## [What to do]
Please write out the data that follows, word for word.

## [Record excerpts]
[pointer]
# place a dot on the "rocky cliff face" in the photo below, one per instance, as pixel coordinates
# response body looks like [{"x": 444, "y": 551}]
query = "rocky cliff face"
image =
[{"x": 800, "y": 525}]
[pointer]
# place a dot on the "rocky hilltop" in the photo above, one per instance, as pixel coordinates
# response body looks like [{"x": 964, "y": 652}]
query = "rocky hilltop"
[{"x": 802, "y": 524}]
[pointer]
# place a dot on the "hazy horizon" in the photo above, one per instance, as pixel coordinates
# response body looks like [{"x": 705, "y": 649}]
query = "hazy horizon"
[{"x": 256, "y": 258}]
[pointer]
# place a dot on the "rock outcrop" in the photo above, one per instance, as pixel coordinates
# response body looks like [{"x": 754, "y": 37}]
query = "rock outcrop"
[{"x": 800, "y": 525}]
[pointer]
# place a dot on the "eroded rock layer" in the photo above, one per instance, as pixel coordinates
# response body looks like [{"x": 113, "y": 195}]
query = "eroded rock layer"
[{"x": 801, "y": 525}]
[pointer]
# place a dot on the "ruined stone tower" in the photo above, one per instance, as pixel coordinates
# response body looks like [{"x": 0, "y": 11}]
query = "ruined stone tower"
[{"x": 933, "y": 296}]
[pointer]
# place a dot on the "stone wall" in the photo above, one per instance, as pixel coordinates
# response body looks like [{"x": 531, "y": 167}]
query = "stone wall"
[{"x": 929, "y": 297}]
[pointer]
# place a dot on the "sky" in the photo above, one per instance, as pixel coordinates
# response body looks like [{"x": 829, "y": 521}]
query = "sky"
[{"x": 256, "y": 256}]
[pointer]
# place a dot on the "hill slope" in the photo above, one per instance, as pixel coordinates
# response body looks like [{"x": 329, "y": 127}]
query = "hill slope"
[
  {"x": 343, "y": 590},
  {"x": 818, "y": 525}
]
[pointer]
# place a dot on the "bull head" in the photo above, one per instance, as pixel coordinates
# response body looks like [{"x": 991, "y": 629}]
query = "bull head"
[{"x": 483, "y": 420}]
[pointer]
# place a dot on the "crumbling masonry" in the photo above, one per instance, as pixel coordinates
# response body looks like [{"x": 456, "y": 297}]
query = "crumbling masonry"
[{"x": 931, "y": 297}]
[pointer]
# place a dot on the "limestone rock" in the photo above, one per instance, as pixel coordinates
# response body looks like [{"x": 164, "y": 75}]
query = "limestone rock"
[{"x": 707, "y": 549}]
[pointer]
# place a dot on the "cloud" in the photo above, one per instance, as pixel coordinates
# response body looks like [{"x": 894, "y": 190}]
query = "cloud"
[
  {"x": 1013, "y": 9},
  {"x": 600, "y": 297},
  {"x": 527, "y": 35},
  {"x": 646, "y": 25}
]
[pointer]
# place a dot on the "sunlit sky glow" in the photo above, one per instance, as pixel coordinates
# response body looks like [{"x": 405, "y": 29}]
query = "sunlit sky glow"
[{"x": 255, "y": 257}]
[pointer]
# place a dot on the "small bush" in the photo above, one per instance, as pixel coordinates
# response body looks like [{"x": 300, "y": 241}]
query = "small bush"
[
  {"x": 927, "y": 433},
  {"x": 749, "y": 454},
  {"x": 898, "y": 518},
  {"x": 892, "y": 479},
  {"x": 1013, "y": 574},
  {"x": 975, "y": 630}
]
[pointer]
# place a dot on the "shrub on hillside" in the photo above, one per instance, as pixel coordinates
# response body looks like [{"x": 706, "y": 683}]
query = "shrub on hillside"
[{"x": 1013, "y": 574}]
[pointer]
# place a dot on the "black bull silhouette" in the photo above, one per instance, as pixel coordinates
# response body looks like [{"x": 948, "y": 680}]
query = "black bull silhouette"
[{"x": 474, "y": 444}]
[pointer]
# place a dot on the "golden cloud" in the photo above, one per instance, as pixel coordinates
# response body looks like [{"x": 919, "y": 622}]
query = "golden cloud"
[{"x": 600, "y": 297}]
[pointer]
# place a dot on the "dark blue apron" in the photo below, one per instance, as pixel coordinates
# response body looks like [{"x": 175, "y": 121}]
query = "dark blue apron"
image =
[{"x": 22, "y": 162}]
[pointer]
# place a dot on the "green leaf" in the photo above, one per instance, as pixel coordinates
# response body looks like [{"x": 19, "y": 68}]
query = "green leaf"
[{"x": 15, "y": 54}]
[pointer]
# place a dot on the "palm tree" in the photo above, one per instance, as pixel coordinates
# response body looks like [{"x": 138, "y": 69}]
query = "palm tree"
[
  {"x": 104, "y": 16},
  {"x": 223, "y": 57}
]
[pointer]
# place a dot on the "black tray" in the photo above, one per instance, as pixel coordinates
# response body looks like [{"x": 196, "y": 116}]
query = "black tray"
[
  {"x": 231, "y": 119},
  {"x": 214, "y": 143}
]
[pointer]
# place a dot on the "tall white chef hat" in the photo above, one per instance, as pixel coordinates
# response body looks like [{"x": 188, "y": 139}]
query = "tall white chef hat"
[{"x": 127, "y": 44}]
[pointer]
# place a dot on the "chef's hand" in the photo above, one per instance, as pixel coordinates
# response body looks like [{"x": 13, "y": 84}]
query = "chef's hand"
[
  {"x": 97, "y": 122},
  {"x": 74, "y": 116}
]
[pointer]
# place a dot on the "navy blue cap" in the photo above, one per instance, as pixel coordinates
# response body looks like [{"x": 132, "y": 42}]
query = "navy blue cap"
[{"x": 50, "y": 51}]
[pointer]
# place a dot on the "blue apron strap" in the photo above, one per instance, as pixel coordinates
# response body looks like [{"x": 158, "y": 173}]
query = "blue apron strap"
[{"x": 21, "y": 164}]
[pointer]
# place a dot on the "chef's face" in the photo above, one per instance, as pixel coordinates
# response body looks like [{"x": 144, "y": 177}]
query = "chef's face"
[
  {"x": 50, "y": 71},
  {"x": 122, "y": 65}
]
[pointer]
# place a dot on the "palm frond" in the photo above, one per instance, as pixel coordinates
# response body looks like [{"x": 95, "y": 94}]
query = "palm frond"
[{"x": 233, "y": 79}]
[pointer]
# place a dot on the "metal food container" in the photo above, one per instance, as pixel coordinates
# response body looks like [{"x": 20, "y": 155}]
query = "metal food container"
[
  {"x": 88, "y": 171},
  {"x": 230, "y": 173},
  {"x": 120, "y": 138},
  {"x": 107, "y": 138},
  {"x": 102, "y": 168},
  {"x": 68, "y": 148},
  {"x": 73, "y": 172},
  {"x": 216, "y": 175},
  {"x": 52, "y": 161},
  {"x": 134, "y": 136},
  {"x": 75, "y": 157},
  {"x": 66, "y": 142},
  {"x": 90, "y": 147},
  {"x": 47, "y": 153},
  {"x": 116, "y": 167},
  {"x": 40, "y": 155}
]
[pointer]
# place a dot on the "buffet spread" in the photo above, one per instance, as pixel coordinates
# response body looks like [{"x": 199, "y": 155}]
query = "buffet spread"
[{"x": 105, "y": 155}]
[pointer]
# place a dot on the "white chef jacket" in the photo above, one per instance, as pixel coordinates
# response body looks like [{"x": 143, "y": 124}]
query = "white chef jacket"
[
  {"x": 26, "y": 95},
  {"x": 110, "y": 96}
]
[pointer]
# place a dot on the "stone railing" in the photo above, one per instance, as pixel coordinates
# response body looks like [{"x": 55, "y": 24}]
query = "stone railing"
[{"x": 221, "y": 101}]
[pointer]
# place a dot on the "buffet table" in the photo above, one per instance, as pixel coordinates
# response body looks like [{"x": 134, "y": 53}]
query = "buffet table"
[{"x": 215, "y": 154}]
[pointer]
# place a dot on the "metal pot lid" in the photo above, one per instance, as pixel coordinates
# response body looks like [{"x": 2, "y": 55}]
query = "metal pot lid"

## [Exercise result]
[pointer]
# place a dot on the "rocky cliff face" in the photo below, one per instance, as pixel coordinates
# response body looks like [{"x": 444, "y": 551}]
query = "rocky cliff face"
image =
[{"x": 800, "y": 525}]
[pointer]
# place a dot on the "rocky hilltop" in the photo above, one per instance, as pixel coordinates
# response body looks like [{"x": 964, "y": 652}]
query = "rocky hilltop"
[{"x": 802, "y": 524}]
[pointer]
# place a dot on the "hazy horizon" in the photo above, one per instance, as pixel coordinates
# response body looks like [{"x": 705, "y": 649}]
query = "hazy horizon"
[{"x": 256, "y": 258}]
[pointer]
# place a dot on the "rock outcrop" in the photo above, one per instance, as pixel coordinates
# response body looks like [{"x": 754, "y": 37}]
query = "rock outcrop"
[{"x": 800, "y": 525}]
[pointer]
# place a dot on the "eroded rock layer" in the photo above, one per instance, as pixel coordinates
# response body looks like [{"x": 113, "y": 195}]
query = "eroded rock layer"
[{"x": 801, "y": 525}]
[pointer]
# place a dot on the "ruined stone tower" in the photo above, one per instance, as pixel coordinates
# response body looks like [{"x": 0, "y": 11}]
query = "ruined stone tower"
[{"x": 933, "y": 296}]
[pointer]
# place a dot on the "stone wall" in the photo above, one per instance, as pixel coordinates
# response body looks like [{"x": 531, "y": 167}]
query = "stone wall"
[{"x": 929, "y": 297}]
[pointer]
# place a dot on the "sky" in the photo above, one per instance, as pixel coordinates
# response body looks like [{"x": 829, "y": 521}]
query = "sky"
[{"x": 256, "y": 256}]
[pointer]
# place a dot on the "hill slope" in the photo above, one per instance, as pixel coordinates
# response body looks like [{"x": 329, "y": 127}]
query = "hill slope"
[
  {"x": 343, "y": 590},
  {"x": 818, "y": 525}
]
[pointer]
# place a dot on the "bull head" in the photo above, one per instance, as pixel coordinates
# response body looks like [{"x": 991, "y": 629}]
query = "bull head"
[{"x": 483, "y": 420}]
[pointer]
# place a dot on the "crumbling masonry" in the photo above, one per instance, as pixel coordinates
# response body looks like [{"x": 456, "y": 297}]
query = "crumbling masonry"
[{"x": 931, "y": 297}]
[pointer]
# place a dot on the "limestone rock" in the photo above, one per instance, as pixel coordinates
# response body looks like [{"x": 164, "y": 75}]
query = "limestone rock"
[{"x": 707, "y": 549}]
[pointer]
# place a dot on the "cloud" in the photo above, one per instance, as pixel coordinates
# response body looks like [{"x": 894, "y": 190}]
query = "cloud"
[
  {"x": 1013, "y": 9},
  {"x": 600, "y": 297},
  {"x": 527, "y": 35},
  {"x": 646, "y": 25}
]
[pointer]
# place a dot on the "sunlit sky glow" in the photo above, one per instance, as pixel coordinates
# response body looks like [{"x": 405, "y": 29}]
query = "sunlit sky glow"
[{"x": 255, "y": 257}]
[pointer]
# place a dot on the "small bush" in the photo above, one per instance, as pixel coordinates
# response body looks like [{"x": 300, "y": 241}]
query = "small bush"
[
  {"x": 927, "y": 433},
  {"x": 749, "y": 454},
  {"x": 898, "y": 518},
  {"x": 892, "y": 479},
  {"x": 1013, "y": 574},
  {"x": 975, "y": 630}
]
[pointer]
# place a dot on the "shrub on hillside" in the photo above, one per instance, as pixel coordinates
# response body looks like [{"x": 706, "y": 683}]
query = "shrub on hillside"
[{"x": 1013, "y": 574}]
[pointer]
# place a dot on the "black bull silhouette" in the photo above, one per instance, as pixel coordinates
# response body looks like [{"x": 948, "y": 680}]
query = "black bull silhouette"
[{"x": 474, "y": 444}]
[pointer]
# place a dot on the "golden cloud" in the photo above, one per instance, as pixel coordinates
# response body looks like [{"x": 919, "y": 622}]
query = "golden cloud"
[{"x": 600, "y": 297}]
[pointer]
# place a dot on the "dark blue apron" in the photo below, one per instance, as pixel coordinates
# response body looks like [{"x": 175, "y": 121}]
query = "dark blue apron"
image =
[{"x": 22, "y": 162}]
[pointer]
# place a dot on the "green leaf" in the photo above, one per instance, as pixel coordinates
# response body looks like [{"x": 19, "y": 68}]
query = "green leaf"
[{"x": 15, "y": 54}]
[pointer]
# place a dot on the "palm tree" in the photo above, one per instance, as pixel coordinates
# response body looks like [{"x": 138, "y": 69}]
query = "palm tree"
[
  {"x": 104, "y": 16},
  {"x": 223, "y": 57}
]
[pointer]
# place a dot on the "black tray" in the photo above, one per instance, as pixel coordinates
# response body looks like [{"x": 196, "y": 116}]
query = "black tray"
[
  {"x": 231, "y": 119},
  {"x": 214, "y": 143}
]
[pointer]
# place a dot on the "tall white chef hat" in the photo above, one per instance, as pixel coordinates
# response body looks like [{"x": 188, "y": 139}]
query = "tall white chef hat"
[{"x": 127, "y": 44}]
[pointer]
# place a dot on the "chef's hand" in the photo above, one per instance, as pixel coordinates
# response body looks like [{"x": 13, "y": 84}]
query = "chef's hand"
[
  {"x": 97, "y": 122},
  {"x": 74, "y": 116}
]
[pointer]
# place a dot on the "navy blue cap" in the photo above, one per instance, as pixel coordinates
# response body looks like [{"x": 132, "y": 42}]
query = "navy blue cap"
[{"x": 50, "y": 51}]
[pointer]
# place a dot on the "blue apron strap" in the photo above, one per instance, as pixel coordinates
# response body looks like [{"x": 158, "y": 173}]
query = "blue apron strap"
[{"x": 21, "y": 164}]
[pointer]
# place a dot on the "chef's face" in the photo above, one per instance, as pixel coordinates
# response body looks like [{"x": 144, "y": 177}]
query = "chef's face"
[
  {"x": 50, "y": 71},
  {"x": 122, "y": 65}
]
[pointer]
# place a dot on the "palm frond" in the photo above, one per instance, as pixel coordinates
# response body looks like [{"x": 95, "y": 94}]
query = "palm frond"
[{"x": 233, "y": 79}]
[pointer]
# place a dot on the "metal food container" in the photo above, one per instance, as pixel coordinates
# response body looks like [{"x": 20, "y": 155}]
query = "metal food container"
[
  {"x": 88, "y": 171},
  {"x": 230, "y": 173},
  {"x": 120, "y": 138},
  {"x": 107, "y": 138},
  {"x": 102, "y": 168},
  {"x": 68, "y": 148},
  {"x": 73, "y": 172},
  {"x": 216, "y": 175},
  {"x": 52, "y": 161},
  {"x": 134, "y": 136},
  {"x": 75, "y": 157},
  {"x": 66, "y": 142},
  {"x": 90, "y": 147},
  {"x": 47, "y": 153},
  {"x": 116, "y": 167},
  {"x": 40, "y": 155}
]
[pointer]
# place a dot on the "buffet spread" in the photo above, one per instance, as pixel coordinates
# response body looks like [{"x": 199, "y": 155}]
query = "buffet spread"
[{"x": 105, "y": 155}]
[pointer]
# place a dot on the "white chef jacket" in the photo above, one per instance, as pixel coordinates
# response body looks like [{"x": 143, "y": 124}]
query = "white chef jacket"
[
  {"x": 26, "y": 95},
  {"x": 110, "y": 96}
]
[pointer]
# place a dot on the "stone railing" in the photo above, one per instance, as pixel coordinates
# response body looks like [{"x": 55, "y": 24}]
query = "stone railing"
[{"x": 221, "y": 101}]
[pointer]
# place a dot on the "buffet table" in the photo above, one per instance, as pixel coordinates
# response body looks like [{"x": 134, "y": 53}]
query = "buffet table"
[{"x": 215, "y": 154}]
[pointer]
# place a dot on the "metal pot lid" in the photo above, one per instance, as pixel coordinates
# response body looks like [{"x": 2, "y": 55}]
query = "metal pot lid"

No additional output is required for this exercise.